BEGIN Material supplied

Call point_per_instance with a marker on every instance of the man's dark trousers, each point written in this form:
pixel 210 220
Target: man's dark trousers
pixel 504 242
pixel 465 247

END Material supplied

# Your assignment
Copy the records above. Keep every word as it is.

# Result
Call point_per_instance with a marker on every instance of the man's dark trousers, each point written in this form:
pixel 210 220
Target: man's dark trousers
pixel 504 242
pixel 465 247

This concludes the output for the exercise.